§ **WHAT YOU ARE ASKED TO DO**
Find every line in the rows below that contains the string "hillside", with case counting, and copy each of those lines.

§ **SUPPLIED INFORMATION**
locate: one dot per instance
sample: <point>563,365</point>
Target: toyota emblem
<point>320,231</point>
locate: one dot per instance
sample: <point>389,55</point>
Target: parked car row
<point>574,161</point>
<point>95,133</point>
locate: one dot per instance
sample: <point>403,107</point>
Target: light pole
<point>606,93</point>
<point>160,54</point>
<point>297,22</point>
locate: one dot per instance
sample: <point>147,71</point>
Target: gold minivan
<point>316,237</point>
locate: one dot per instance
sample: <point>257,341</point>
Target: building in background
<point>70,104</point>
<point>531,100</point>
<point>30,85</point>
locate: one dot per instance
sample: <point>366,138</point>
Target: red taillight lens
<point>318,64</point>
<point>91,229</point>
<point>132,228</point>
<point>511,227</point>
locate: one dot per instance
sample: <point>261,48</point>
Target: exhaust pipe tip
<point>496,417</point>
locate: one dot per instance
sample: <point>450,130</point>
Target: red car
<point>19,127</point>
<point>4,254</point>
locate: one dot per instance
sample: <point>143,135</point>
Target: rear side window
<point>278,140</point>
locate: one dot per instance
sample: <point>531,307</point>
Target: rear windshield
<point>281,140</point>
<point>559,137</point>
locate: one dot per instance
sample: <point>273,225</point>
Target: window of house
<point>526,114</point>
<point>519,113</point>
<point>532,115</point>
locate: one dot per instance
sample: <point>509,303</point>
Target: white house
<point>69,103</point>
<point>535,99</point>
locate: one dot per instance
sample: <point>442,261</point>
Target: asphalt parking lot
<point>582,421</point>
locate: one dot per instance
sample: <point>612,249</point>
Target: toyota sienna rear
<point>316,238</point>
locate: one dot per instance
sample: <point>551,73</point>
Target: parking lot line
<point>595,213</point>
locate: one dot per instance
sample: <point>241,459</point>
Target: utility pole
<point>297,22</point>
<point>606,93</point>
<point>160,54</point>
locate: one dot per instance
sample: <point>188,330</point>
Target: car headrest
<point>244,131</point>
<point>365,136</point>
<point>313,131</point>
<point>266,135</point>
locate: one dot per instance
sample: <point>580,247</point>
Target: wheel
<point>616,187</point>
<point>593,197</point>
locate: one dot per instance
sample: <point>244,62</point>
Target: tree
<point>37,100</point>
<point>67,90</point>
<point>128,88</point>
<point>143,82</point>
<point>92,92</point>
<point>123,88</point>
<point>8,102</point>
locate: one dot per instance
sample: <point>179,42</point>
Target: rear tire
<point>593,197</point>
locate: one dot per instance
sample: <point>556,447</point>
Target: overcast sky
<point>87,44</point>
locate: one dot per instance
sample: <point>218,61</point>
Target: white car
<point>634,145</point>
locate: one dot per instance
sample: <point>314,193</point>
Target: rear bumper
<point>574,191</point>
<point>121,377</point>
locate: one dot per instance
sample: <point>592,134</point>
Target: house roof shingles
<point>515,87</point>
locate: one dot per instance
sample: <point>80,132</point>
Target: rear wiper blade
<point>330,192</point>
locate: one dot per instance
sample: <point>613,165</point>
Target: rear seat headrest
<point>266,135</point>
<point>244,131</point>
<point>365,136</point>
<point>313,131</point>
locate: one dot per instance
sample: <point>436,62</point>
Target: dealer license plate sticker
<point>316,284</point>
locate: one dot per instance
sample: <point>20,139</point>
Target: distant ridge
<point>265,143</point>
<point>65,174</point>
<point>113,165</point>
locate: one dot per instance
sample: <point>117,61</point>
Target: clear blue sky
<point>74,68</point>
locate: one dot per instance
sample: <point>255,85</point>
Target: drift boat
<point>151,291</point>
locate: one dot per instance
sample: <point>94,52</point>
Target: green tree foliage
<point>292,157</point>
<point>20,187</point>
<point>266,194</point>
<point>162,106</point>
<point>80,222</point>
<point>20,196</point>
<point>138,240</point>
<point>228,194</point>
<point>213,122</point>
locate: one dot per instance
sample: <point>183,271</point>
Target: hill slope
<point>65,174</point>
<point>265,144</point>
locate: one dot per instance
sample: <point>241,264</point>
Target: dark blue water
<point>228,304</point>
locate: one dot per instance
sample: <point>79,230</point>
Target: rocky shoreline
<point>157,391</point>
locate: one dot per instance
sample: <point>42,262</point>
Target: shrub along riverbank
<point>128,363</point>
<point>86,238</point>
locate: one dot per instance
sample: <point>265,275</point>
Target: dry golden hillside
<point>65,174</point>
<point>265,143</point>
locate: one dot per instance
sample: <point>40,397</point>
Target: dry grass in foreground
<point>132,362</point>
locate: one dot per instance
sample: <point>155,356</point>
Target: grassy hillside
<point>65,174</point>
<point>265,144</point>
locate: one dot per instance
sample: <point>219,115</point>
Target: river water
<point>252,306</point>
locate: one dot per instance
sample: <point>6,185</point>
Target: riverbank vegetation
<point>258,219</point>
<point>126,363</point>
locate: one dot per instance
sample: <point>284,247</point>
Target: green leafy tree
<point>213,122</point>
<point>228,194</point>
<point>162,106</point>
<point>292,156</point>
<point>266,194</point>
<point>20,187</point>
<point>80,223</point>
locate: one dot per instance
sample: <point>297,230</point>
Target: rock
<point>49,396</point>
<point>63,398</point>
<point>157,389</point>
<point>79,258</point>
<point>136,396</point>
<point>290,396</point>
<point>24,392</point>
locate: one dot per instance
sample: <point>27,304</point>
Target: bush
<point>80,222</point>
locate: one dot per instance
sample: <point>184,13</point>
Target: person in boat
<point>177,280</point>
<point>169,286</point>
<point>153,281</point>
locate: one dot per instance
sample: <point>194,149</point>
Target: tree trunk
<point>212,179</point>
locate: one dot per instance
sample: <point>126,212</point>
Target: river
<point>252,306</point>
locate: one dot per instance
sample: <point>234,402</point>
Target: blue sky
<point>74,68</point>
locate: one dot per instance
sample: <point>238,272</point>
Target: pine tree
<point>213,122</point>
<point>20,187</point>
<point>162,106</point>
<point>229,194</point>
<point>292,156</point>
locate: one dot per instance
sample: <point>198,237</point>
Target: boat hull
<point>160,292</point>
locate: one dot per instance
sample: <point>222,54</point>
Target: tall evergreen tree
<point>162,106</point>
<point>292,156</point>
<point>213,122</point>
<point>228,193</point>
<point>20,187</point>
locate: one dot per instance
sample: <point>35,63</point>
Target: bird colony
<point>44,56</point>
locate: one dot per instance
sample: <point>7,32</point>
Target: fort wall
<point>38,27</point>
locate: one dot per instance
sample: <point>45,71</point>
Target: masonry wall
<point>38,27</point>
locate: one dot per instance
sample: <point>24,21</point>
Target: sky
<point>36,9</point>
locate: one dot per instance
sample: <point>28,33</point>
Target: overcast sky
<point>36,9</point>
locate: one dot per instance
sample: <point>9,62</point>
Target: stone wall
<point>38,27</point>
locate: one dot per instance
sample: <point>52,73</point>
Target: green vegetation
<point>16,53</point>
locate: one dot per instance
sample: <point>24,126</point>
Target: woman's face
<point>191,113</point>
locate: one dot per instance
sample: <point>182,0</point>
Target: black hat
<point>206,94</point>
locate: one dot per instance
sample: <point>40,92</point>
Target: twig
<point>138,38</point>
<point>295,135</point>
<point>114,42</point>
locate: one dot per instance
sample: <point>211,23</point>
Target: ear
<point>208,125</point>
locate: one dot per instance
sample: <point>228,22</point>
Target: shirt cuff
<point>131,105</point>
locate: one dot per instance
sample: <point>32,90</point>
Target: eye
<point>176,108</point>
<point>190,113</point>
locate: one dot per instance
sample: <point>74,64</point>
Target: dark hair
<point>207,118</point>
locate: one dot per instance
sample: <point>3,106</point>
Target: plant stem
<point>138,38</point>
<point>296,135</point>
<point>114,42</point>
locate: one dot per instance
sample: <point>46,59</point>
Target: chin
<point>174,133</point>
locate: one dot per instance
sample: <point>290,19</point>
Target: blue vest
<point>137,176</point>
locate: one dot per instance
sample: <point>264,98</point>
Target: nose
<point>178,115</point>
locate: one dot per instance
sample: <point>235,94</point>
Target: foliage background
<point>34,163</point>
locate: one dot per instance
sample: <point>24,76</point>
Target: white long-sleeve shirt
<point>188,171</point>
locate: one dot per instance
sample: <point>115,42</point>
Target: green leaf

§ **EXERCISE RESPONSE**
Target: dry golden hillside
Target: grassy hillside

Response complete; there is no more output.